● Langkah Kerja
a: Dalam kutipan tentang upacara kematian Batak, pada usia berapa biasanya meninggal orang yang upacara kematiannya dianggap pesta sukacita?
b: Ringkas kutipan tentang upacara kematian Batak dalam dua kalimat.
c: Sambung kutipan tentang upacara kematian Batak mulai dari akhir kalimat terakhirnya.

Dari penuturan para orangtua, saya tahu bahwa “manortor di depan jenazah” adalah sebuah tradisi yang telah dipraktekkan oleh orang-orang Batak jauh sebelum Kekristenan masuk. Atas orang-orang tertentu, ada upacara kematian, yang oleh anak-cucu mau pun handai-taulannya tidak lagi dianggap sebagai dukacita, melainkan sukacita.

Siapakah orang-orang yang upacara kematiannya itu berhak diberi status sebuah pesta sukacita; ketimbang dukacita? Biasanya ia adalah seorang yang mati dalam usia uzur. Anak-anaknya semua telah menikah dan dikaruniakan anak-anak pula. Semua dalam keadaan kesehatan, ekonomi dan sosial yang relatif baik pula. (Kematian yang seperti ini ada yang menyebutnya sebagai kematian yang “sarimatua”. Ada yang mengatakannya sebagai “saurmatua”. Ada pula yang mengatakan bahwa “sarimatua” atau “saurmatua” itu sama saja. Perbedaan ini barulah akhir-akhir ini saja diadakan orang. Ini juga menarik untuk
dibahas…).

● Data Terkumpul

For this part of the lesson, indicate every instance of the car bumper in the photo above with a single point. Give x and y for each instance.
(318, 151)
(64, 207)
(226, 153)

● Jawaban Latihan
a: Biasanya orang itu meninggal dalam usia uzur.

b: Menurut penuturan para orangtua, manortor di depan jenazah adalah tradisi orang Batak sejak jauh sebelum Kekristenan masuk, dan upacara kematian orang tertentu dianggap sukacita, bukan dukacita. Orang itu biasanya meninggal dalam usia uzur, semua anaknya sudah menikah dan punya anak, dan keadaan kesehatan, ekonomi, serta sosial mereka relatif baik; kematian seperti ini disebut "sarimatua" atau "saurmatua".

c:
Nah, sebagaimana layaknya sebuah pesta, digelarlah “tortor”. Dan yang “manortor” biasanya hanyalah cucu-cucu dari yang mati. (Bisa difahami, bahwa walau pun kematian ini sudah layak dianggap “pesta sukacita”, tapi bagi anak-anak yang mati, kematian ini tentu tetaplah dirasakan sebagai “peristiwa dukacita”. Karena itu tidak layak kalau anak-anak yang mati turun “manortor”).

Dahulu “tortor” dilakukan oleh para cucu dan buyut si mati di sekeliling peti yang telah ditutup. Tapi kini beberapa kali saya melihat “tortor” dilakukan di sekeliling peti yang masih terbuka. (Saya pribadi cenderung berpendapat sebaiknya “tortor” dilakukan di sekeliling peti yang telah ditutup. Alasannya bukan karena “iman”; tapi lebih karena kesehatan dan kepantasan. Ketika masih kanak-kanak, saya sendiri pernah ikut “manortor” di sekeliling peti yang terbuka, dan hal itu sungguh menjadi pengalaman yang tidak sedap. Jenazah yang sudah berusia beberapa hari itu mulai sembab dan berair. Bubuk kopi, kapur barus dan kapas bertebaran di sekujur jenazah….).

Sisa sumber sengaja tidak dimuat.